#### [Instruction]
Set out every line of the listing below as a numbered list, omitting blank lines.

__________

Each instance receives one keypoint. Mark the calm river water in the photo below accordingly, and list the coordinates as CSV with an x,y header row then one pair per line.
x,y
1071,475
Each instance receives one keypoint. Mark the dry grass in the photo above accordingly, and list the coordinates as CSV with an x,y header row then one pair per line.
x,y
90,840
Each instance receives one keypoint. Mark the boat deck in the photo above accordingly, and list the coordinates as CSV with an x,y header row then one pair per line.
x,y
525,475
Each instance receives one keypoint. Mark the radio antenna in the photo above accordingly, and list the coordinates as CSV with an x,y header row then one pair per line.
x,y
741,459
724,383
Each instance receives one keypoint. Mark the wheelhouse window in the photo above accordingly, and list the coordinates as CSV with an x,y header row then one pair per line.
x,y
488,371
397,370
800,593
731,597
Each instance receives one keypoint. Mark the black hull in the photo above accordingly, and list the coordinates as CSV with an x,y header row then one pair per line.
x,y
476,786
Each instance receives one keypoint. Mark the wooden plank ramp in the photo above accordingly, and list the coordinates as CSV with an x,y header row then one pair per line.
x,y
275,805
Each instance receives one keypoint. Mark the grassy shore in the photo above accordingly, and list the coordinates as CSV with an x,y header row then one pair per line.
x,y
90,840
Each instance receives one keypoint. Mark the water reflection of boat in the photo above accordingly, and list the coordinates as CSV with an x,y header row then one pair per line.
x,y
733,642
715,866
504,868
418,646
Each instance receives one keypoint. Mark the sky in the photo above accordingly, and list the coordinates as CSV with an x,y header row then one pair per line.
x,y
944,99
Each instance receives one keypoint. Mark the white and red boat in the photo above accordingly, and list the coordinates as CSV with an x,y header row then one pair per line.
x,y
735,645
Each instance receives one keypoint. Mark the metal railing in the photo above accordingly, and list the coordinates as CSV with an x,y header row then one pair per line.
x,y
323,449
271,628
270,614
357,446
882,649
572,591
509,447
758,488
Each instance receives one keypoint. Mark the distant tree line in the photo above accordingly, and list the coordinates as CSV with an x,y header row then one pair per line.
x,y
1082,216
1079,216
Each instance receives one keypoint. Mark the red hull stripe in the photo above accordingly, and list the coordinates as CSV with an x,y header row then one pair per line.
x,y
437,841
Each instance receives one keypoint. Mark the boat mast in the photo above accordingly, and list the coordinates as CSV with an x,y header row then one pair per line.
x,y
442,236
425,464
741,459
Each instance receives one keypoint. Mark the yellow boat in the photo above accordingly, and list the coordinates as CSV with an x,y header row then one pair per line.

__________

#### [Result for this exercise]
1. Each instance receives one keypoint. Mark the calm river water in the photo below accordingly, and list the coordinates as CSV with an x,y header row then one pair per line.
2. x,y
3. 1071,475
4. Each instance receives one keypoint. Mark the dry grass in the photo above accordingly, and list the coordinates as CSV with an x,y header row then one pair per line.
5. x,y
6. 90,840
7. Each instance receives one keypoint. Mark the boat deck in the photo above accordingly, and list the coordinates as CSV with an x,y header row then one pair per line.
8. x,y
9. 525,475
10. Each instance receives one keypoint. Mark the radio antenna in the photo above accordingly, and list the coordinates as CSV with an x,y header row then one pair per line.
11. x,y
12. 741,459
13. 724,383
14. Each instance receives one keypoint. Mark the wheelhouse window in the photo above accordingly, and list the coordinates as CSV with an x,y header row then one pair per line.
15. x,y
16. 488,371
17. 397,370
18. 800,593
19. 731,597
20. Each instance receives one keypoint. Mark the black hull in the photo above accordingly, and list the coordinates as CSV with an x,y header row then one pair per line.
21. x,y
22. 476,786
23. Each instance receives one keypoint. Mark the wooden plank ramp in the photo above accordingly, and list the coordinates as CSV with an x,y header row then one pair per line.
24. x,y
25. 275,805
26. Each instance receives one keypoint. Mark the grassy shore in the photo above accordingly, and list the coordinates as CSV with an x,y header row then one pair per line.
27. x,y
28. 90,840
29. Each instance receives one keypoint. Mark the water reflection of boat in the photo above accordingly, and list the coordinates as CSV with an x,y header row then one pair per line.
30. x,y
31. 733,642
32. 715,866
33. 504,868
34. 418,646
35. Each instance receives one keypoint. Mark the sky in the photo above accordingly, and list the coordinates as CSV with an x,y header row then one pair per line.
36. x,y
37. 944,99
38. Each instance receives one keypoint. Mark the white and red boat in the photo above accordingly, and list the coordinates as CSV with an x,y header row then one pair per line.
39. x,y
40. 735,645
41. Each instance receives one keypoint. Mark the metal railing in the photo above accordingly, and list the coordinates as CSV with an x,y header row then one pair per line.
42. x,y
43. 323,449
44. 271,628
45. 270,614
46. 357,446
47. 882,649
48. 572,591
49. 509,447
50. 758,488
51. Each instance receives one keypoint. Mark the distant tree line in the photo above accordingly, and list the coordinates as CSV with an x,y header row then one pair per line.
52. x,y
53. 1082,216
54. 1079,216
55. Each instance receives one keypoint. Mark the red hull stripe in the photo above accordingly, and list the coordinates as CSV with an x,y header row then one pair per line.
56. x,y
57. 437,841
58. Each instance receives one keypoint. Mark the boat mast in the photo above accordingly, and list the coordinates as CSV with an x,y header row then one pair per line.
59. x,y
60. 442,236
61. 425,464
62. 741,459
63. Each instance receives one keypoint. Mark the yellow boat in the photo above accordingly, and list the coordinates as CSV with an x,y header row then one pair per line.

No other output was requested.